## REQUIREMENTS:
Write the entries below out again exactly; any picture in them stays out.

Saved entries:
####################

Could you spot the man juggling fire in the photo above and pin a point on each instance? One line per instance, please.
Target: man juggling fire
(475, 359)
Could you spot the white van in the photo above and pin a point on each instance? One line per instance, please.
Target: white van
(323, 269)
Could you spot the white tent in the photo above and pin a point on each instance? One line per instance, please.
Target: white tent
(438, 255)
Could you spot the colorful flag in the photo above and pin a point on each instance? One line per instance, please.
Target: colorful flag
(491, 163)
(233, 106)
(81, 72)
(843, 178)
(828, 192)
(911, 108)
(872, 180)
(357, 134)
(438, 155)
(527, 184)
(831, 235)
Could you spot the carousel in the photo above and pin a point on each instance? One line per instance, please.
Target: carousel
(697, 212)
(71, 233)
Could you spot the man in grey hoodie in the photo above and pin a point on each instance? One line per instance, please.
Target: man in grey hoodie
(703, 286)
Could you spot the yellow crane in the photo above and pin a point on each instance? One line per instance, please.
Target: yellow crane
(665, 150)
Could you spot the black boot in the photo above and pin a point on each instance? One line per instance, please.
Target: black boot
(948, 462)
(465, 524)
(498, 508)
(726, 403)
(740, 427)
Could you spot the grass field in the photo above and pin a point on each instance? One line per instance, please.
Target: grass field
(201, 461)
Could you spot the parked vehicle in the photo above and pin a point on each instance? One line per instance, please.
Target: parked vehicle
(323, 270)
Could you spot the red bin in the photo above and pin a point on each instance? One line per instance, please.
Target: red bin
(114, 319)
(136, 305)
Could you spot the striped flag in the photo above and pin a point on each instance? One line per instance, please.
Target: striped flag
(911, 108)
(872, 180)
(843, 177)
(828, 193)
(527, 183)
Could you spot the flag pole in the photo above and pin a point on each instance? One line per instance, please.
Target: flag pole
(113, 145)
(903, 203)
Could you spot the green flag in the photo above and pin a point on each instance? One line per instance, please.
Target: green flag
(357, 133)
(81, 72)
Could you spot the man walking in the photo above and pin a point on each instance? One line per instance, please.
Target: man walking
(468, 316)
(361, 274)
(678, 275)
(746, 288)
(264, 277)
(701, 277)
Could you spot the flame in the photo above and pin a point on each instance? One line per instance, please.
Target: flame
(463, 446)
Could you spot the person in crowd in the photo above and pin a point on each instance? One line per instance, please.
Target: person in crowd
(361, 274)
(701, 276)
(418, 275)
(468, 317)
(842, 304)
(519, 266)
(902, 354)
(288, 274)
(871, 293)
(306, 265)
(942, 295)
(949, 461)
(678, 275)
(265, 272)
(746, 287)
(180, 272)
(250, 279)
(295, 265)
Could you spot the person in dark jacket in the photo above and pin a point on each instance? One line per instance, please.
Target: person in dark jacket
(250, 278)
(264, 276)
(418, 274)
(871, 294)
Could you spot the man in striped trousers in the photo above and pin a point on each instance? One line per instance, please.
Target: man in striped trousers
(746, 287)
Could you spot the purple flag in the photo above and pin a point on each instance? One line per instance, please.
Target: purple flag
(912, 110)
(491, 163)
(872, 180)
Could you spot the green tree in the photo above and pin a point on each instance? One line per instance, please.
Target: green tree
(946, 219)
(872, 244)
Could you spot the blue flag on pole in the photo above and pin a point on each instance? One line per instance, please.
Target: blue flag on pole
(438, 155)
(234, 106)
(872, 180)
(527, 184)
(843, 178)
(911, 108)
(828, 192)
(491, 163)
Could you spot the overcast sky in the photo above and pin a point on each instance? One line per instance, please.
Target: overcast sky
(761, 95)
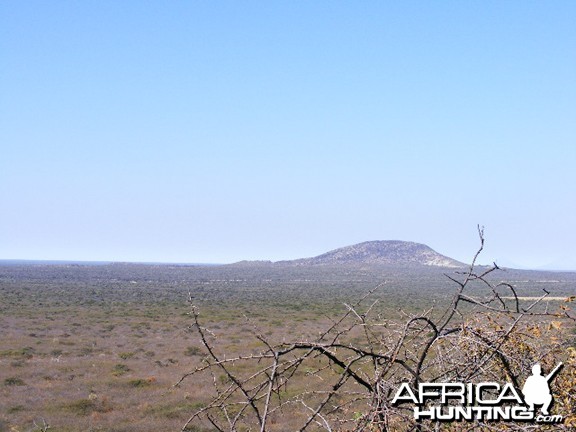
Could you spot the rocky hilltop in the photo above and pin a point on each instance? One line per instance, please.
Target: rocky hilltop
(391, 252)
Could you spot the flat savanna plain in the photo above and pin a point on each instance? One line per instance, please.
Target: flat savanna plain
(100, 347)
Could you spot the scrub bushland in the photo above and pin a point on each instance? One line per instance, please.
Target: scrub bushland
(346, 377)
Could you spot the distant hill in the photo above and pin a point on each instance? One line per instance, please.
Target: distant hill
(391, 252)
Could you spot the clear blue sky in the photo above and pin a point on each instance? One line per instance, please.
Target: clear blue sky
(215, 131)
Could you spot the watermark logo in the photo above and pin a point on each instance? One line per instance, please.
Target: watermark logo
(486, 401)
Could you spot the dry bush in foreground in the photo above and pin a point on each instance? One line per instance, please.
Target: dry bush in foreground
(347, 377)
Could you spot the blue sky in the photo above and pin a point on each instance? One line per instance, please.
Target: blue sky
(215, 131)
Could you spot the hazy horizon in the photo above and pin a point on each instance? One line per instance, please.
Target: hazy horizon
(216, 132)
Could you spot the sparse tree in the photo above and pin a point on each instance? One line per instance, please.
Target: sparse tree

####################

## RESPONSE TO THIS EXERCISE:
Could you spot the man juggling fire in the photo above and pin a point on each instance? One line per instance, please.
Target: man juggling fire
(475, 359)
Could you spot the white van in the photo above and pin a point on each instance? One line per instance, please.
Target: white van
(323, 269)
Could you spot the white tent in the photo above and pin a point on each instance? One line per instance, please.
Target: white tent
(438, 255)
Could you spot the colorful flag in the photo above and pin a point on each instance? One line per instance, please.
Target: colorful flag
(491, 163)
(233, 106)
(81, 72)
(843, 178)
(828, 192)
(911, 108)
(872, 180)
(357, 134)
(438, 155)
(527, 184)
(831, 235)
Could you spot the carousel in the photo above and pin a point on each instance? One line per instance, please.
Target: carousel
(697, 212)
(71, 233)
Could you spot the man in grey hoodie in the photo above and pin a point on each instance? One line per instance, please.
Target: man in grey hoodie
(703, 286)
Could you spot the yellow crane in the photo above and pin a point on each instance? One line per instance, please.
Target: yellow crane
(665, 150)
Could you spot the black boot in the photo above and pin a point on each instance? One line per instance, please.
Target: black boot
(948, 462)
(465, 524)
(498, 508)
(726, 403)
(740, 427)
Could you spot the grass field in the photo above and pin a point on each instance? One line per instance, please.
Target: grass field
(201, 461)
Could you spot the parked vehicle in the photo above and pin a point on each instance? One line per instance, please.
Target: parked vehicle
(323, 270)
Could you spot the red bin in the photo above and pin a point on each instance? One line per instance, please.
Target: red bin
(114, 319)
(136, 305)
Could you spot the striped flag in the photo above and pin a point on each instance? One line per instance, please.
Target: striped flag
(911, 108)
(872, 180)
(843, 177)
(828, 193)
(527, 183)
Could you spot the flag pole in the photo above and pin a point on each instance? One line per instance, please.
Target: flag pole
(113, 145)
(903, 203)
Could you spot the green flag in the photo above and pin a point on each instance? One line per instance, please.
Target: green flag
(357, 133)
(81, 72)
Could you spot the man walking in the photo above and pin a point on each instance? One line per instance, please.
Target: man walking
(468, 316)
(361, 274)
(678, 275)
(746, 288)
(264, 277)
(701, 277)
Could you spot the flame in the photo above and pin a point on each instance? One line per instance, please.
Target: flame
(463, 446)
Could you spot the person in crowd in the photo above and pin a point on each instance? One line per instance, please.
Target: person in crowd
(361, 274)
(701, 276)
(418, 275)
(468, 317)
(842, 304)
(519, 266)
(902, 354)
(288, 274)
(871, 293)
(306, 265)
(942, 295)
(949, 461)
(678, 275)
(265, 272)
(746, 287)
(180, 272)
(250, 279)
(295, 265)
Could you spot the person in dark jacket in the photo above and pin a point on each instance? One line per instance, please.
Target: person in dark jacket
(250, 278)
(264, 276)
(418, 274)
(871, 294)
Could you spot the man in striped trousers in the photo above and pin a point on each instance? One line per instance, please.
Target: man in striped trousers
(746, 287)
Could you spot the purple flag in the photo above and pin a point on each instance? One line per instance, please.
Target: purple flag
(912, 110)
(491, 163)
(872, 180)
Could you spot the green tree in the photo above and pin a point on each instance? One line per instance, please.
Target: green tree
(946, 219)
(872, 244)
Could you spot the blue flag on pole in the photo above and pin a point on each instance? One line per instance, please.
Target: blue flag on pole
(438, 155)
(234, 106)
(872, 180)
(527, 184)
(843, 178)
(911, 108)
(828, 192)
(491, 163)
Could you spot the overcast sky in the photo above and pin a point on each instance? One line per instance, please.
Target: overcast sky
(761, 95)
Could you spot the rocky hilltop in the photo above and pin a point on each instance? One line per instance, please.
Target: rocky hilltop
(391, 252)
Could you spot the flat savanna plain in the photo above and pin a point on each instance? One line per instance, please.
Target: flat savanna plain
(100, 347)
Could you spot the scrub bushland in the photo above and pin a point on each instance? One line per instance, please.
Target: scrub bushland
(346, 377)
Could you spot the distant hill in the photo above and pin a point on each instance? One line per instance, please.
Target: distant hill
(391, 252)
Could you spot the clear blue sky in the photo above and pin a point on each instance? One line per instance, please.
Target: clear blue sky
(215, 131)
Could you spot the watermark logo in the photo above and pin a point on each instance? One line per instance, please.
Target: watermark logo
(486, 401)
Could you spot the dry bush in foreground in the photo above and pin a point on each instance? One line per instance, please.
Target: dry bush in foreground
(347, 377)
Could you spot the blue sky in the photo above and pin a point on each instance? One line per instance, please.
Target: blue sky
(215, 131)
Could you spot the hazy horizon in the photo above and pin a point on each instance? One line per instance, please.
Target: hazy horizon
(216, 132)
Could you spot the sparse tree in the photo above and pin a point on each instance? One line per instance, please.
Target: sparse tree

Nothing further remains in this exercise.